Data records
▬▬▬

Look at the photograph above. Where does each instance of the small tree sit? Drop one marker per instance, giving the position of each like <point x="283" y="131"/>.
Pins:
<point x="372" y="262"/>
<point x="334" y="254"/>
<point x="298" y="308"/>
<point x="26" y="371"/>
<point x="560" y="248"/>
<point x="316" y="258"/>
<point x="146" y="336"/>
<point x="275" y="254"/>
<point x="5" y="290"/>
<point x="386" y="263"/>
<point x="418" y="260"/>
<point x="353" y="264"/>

▬▬▬

▶ [Exercise prompt]: Replace "small tree" with "shrub" throughout the data above, leaving everything else unchanged.

▶ [Task solution]:
Look at the photograph above. Where does each instance of the shrub sit? Drop one marker per instance, giving the position of each like <point x="283" y="131"/>.
Pins:
<point x="372" y="262"/>
<point x="334" y="254"/>
<point x="298" y="308"/>
<point x="26" y="371"/>
<point x="560" y="248"/>
<point x="316" y="258"/>
<point x="146" y="336"/>
<point x="275" y="254"/>
<point x="5" y="290"/>
<point x="386" y="263"/>
<point x="418" y="260"/>
<point x="353" y="264"/>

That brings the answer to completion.